■ Tekstfragment ■

====

Hoeveel Nederlanders en in Nederland gelegerde Duitse militairen die zich te buiten zijn gegaan aan oorlogsmisdaden, misdaden tegen de menselijkheid en (land)verraad ongestraft zijn gebleven, is volgens het duo Van Hoore en Karskens moeilijk te beantwoorden. Het moeten er tienduizenden geweest zijn. Rond tweeduizend Nederlandse collaborateurs, verdacht van verraad, doodslag of moord, werden nimmer vervolgd of gevonden. Onbekend is ook hoeveel er heden nog in leven zijn. De auteurs menen hoogstens een tiental. En die zullen wel nooit meer gevat worden. Toch willen ze hun ‘jacht’ verderzetten.
Genegeerd
De conclusie van beide auteurs is dan ook niet mild voor de Nederlandse staat en zijn politici naar aanleiding van de 75ste verjaardag van het einde van de Tweede Wereldoorlog: ‘Het is triest en hard. Bij de vervolging van de misdadigers hebben de Nederlandse staat en zijn politici forse steken laten vallen. Daarom past bij het jaarlijks herdenken van de Tweede Wereldoorlog een excuus naar de kwart miljoen slachtoffers voor wie het zoeken naar de moordenaars is genegeerd of botweg is tegengewerkt’.
Het boek werd sober uitgebracht. Een register ontbreekt, en dat ondanks de vele namen.

====

■ Schriftelijke opdracht 1 ■
Som elke regel uit de items hieronder op waarin het woord "window" voorkomt.

(Aanwijsitems voor benoemde objecten)
====

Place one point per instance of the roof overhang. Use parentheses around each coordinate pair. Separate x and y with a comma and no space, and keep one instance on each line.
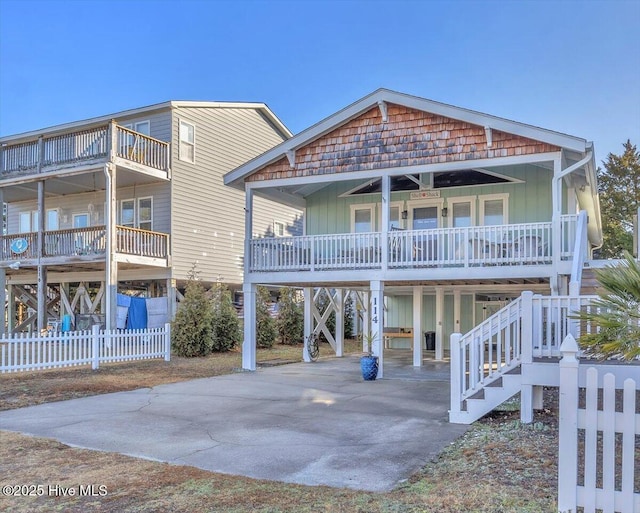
(236,177)
(101,120)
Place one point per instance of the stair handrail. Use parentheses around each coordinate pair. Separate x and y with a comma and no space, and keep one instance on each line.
(475,362)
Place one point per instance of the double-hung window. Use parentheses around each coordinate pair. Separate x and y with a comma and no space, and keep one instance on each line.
(187,142)
(28,221)
(137,213)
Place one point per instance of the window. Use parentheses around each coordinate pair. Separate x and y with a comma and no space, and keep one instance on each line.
(145,213)
(137,213)
(493,209)
(278,229)
(28,221)
(81,220)
(187,142)
(25,222)
(128,213)
(52,219)
(362,218)
(461,211)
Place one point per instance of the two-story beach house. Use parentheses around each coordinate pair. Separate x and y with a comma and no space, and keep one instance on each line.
(440,220)
(128,202)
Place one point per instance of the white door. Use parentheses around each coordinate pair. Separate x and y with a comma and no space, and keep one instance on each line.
(425,246)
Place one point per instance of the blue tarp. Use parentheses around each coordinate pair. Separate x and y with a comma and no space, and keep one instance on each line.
(137,318)
(123,300)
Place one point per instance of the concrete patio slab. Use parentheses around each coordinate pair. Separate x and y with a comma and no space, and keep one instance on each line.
(313,424)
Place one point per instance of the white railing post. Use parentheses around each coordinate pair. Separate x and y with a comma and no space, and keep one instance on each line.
(579,254)
(568,427)
(526,347)
(167,342)
(455,376)
(95,346)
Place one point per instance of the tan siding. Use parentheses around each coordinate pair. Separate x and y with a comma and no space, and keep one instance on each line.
(409,138)
(160,123)
(79,203)
(208,218)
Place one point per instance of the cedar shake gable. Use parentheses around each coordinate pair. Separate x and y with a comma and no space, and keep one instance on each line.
(410,137)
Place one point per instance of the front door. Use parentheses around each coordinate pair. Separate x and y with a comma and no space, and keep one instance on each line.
(425,245)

====

■ Schriftelijke opdracht 2 ■
Wissel in het tekstfragment "tienduizenden" om voor "duizenden" en schrijf het deel beginnend bij "Hoeveel Nederlanders en" en eindigend bij "hun ‘jacht’ verderzetten." opnieuw uit.

■ Volledige uitwerking 1 ■
Place one point per instance of the double-hung window. Use parentheses around each coordinate pair. Separate x and y with a comma and no space, and keep one instance on each line.
Place one point per instance of the window. Use parentheses around each coordinate pair. Separate x and y with a comma and no space, and keep one instance on each line.

■ Volledige uitwerking 2 ■
Hoeveel Nederlanders en in Nederland gelegerde Duitse militairen die zich te buiten zijn gegaan aan oorlogsmisdaden, misdaden tegen de menselijkheid en (land)verraad ongestraft zijn gebleven, is volgens het duo Van Hoore en Karskens moeilijk te beantwoorden. Het moeten er duizenden geweest zijn. Rond tweeduizend Nederlandse collaborateurs, verdacht van verraad, doodslag of moord, werden nimmer vervolgd of gevonden. Onbekend is ook hoeveel er heden nog in leven zijn. De auteurs menen hoogstens een tiental. En die zullen wel nooit meer gevat worden. Toch willen ze hun ‘jacht’ verderzetten.